UVA 10891 - Game of Sum（区间dp）

Problem E
Game of Sum
Input File: e.in

Output: Standard Output

 

This is a two player game. Initially there are n integer numbers in an array and players A and B get chance to take them alternatively. Each player can take one or more numbers from the left or right end of the array but cannot take from both ends at a time. He can take as many consecutive numbers as he wants during his time. The game ends when all numbers are taken from the array by the players. The point of each player is calculated by the summation of the numbers, which he has taken. Each player tries to achieve more points from other. If both players play optimally and player A starts the game then how much more point can player A get than player B?

### 数据

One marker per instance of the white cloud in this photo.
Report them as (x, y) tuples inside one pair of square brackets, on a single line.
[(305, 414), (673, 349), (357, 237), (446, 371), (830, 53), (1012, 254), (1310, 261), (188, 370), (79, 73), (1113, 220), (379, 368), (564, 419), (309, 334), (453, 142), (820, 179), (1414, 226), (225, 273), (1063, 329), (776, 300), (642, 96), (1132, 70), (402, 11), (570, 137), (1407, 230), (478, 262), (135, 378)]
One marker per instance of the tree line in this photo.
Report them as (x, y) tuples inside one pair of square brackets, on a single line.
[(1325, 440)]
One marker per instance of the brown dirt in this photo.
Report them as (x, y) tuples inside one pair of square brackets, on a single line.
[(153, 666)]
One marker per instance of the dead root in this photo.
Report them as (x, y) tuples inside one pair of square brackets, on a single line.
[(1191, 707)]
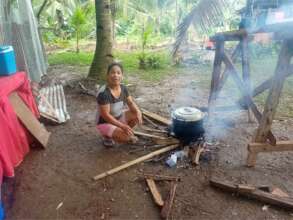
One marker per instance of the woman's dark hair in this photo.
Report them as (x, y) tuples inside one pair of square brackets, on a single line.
[(114, 64)]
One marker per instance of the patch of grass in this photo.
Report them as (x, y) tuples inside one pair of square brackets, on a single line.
[(129, 61), (71, 58)]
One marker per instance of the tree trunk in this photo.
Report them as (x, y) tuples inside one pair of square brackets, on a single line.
[(103, 54), (44, 4)]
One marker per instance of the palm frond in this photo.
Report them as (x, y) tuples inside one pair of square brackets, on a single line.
[(203, 15)]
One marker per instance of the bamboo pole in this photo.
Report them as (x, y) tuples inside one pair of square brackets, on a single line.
[(136, 161)]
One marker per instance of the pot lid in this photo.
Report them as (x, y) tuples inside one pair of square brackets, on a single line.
[(187, 114)]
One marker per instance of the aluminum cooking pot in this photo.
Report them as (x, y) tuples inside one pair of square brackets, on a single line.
[(187, 123)]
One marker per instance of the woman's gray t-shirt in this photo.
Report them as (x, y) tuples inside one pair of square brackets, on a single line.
[(105, 97)]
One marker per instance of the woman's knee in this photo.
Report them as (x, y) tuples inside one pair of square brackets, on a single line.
[(120, 136)]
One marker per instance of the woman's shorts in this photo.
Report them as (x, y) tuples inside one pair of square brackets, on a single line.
[(107, 129)]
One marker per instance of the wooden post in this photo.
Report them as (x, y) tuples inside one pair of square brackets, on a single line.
[(225, 74), (245, 70), (248, 99), (216, 71), (275, 92)]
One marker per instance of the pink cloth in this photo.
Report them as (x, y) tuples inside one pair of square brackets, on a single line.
[(14, 137)]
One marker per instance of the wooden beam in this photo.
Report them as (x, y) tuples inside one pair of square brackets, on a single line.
[(156, 117), (275, 92), (252, 192), (255, 148), (245, 94), (136, 161), (158, 177), (166, 210), (155, 192)]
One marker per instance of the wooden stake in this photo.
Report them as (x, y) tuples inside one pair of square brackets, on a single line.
[(166, 210), (155, 192), (136, 161)]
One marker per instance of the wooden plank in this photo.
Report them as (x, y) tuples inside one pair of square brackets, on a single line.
[(155, 192), (257, 194), (136, 161), (29, 120), (166, 210), (272, 101), (158, 177), (229, 35), (196, 155), (265, 147), (156, 117), (251, 159), (245, 94)]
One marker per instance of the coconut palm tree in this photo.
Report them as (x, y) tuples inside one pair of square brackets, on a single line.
[(103, 53), (204, 14)]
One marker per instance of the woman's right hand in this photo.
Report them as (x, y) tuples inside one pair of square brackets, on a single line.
[(127, 129)]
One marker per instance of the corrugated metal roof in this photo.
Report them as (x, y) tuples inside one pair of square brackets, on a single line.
[(18, 27)]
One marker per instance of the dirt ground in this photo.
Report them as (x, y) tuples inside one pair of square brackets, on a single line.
[(62, 174)]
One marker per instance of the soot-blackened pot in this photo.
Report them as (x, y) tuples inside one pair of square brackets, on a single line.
[(187, 124)]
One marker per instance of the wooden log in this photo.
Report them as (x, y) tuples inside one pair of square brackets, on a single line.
[(245, 93), (166, 141), (265, 147), (136, 161), (155, 192), (158, 177), (150, 121), (29, 120), (275, 92), (156, 117), (148, 135), (153, 130), (166, 210), (254, 193)]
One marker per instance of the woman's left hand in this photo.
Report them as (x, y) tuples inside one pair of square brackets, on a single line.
[(139, 117)]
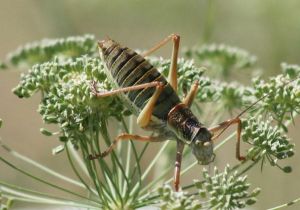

### 任务目标 A
能否把 Game of Sum 题目中以“This is a two player game”开头的那一段改写成要点列表，并保留其主要事实？
### 任务目标 B
请接着 Game of Sum 题目的最后一句往下续写。

### 练习输出 A
- 这是一个双人游戏：开始时数组中有 n 个整数，玩家 A 和 B 轮流取数。
- 每次可从数组左端或右端取一个或多个数，但不能同时从两端取。
- 轮到自己时，可以取任意多个连续的数。
- 所有数都被取完时，游戏结束。
- 每位玩家的得分为其所取数字之和，双方都力求比对方得分更多。
- 问题：若双方都采取最优策略且由 A 先手，A 的得分比 B 多多少？

### 练习输出 B
Input

The input consists of a number of cases. Each case starts with a line specifying the integer n (0 < n ≤100), the number of elements in the array. After that, n numbers are given for the game. Input is terminated by a line where n=0.

 

Output

For each test case, print a number, which represents the maximum difference that the first player obtained after playing this game optimally.

 

Sample Input                                Output for Sample Input

4 4 -10 -20 7 4 1 2 3 4 0

7 10

题意:给定n个石头，每个石头有一个分数，现在小伙伴A和小伙伴B进行一个游戏，小伙伴A先手，每个人每次可以选择从头或从尾取k个石头，要求出如果两个人每次都按自己最好的情况去取，最后两个人分数差是多少。

思路:经典的区间dp。用i，j表示区间i，j的情况。用k表示取k个石头，递推的方法没想出来，用记忆化搜索写的。由于可能有正有负，所以多开了一个VIS数组来表示当前区间之前查找过了没有，如果查找过了直接把return dp[i][j]。

代码:

#include <stdio.h>
#include <string.h>
#include <algorithm>
using namespace std;

int n, num[105], sum[105][105], dp[105][105], vis[105][105];

int dfs(int i, int j) {
    int ans = -999999999;
    if (i > j) 
	return 0;
    if (vis[i][j])//记忆化搜索。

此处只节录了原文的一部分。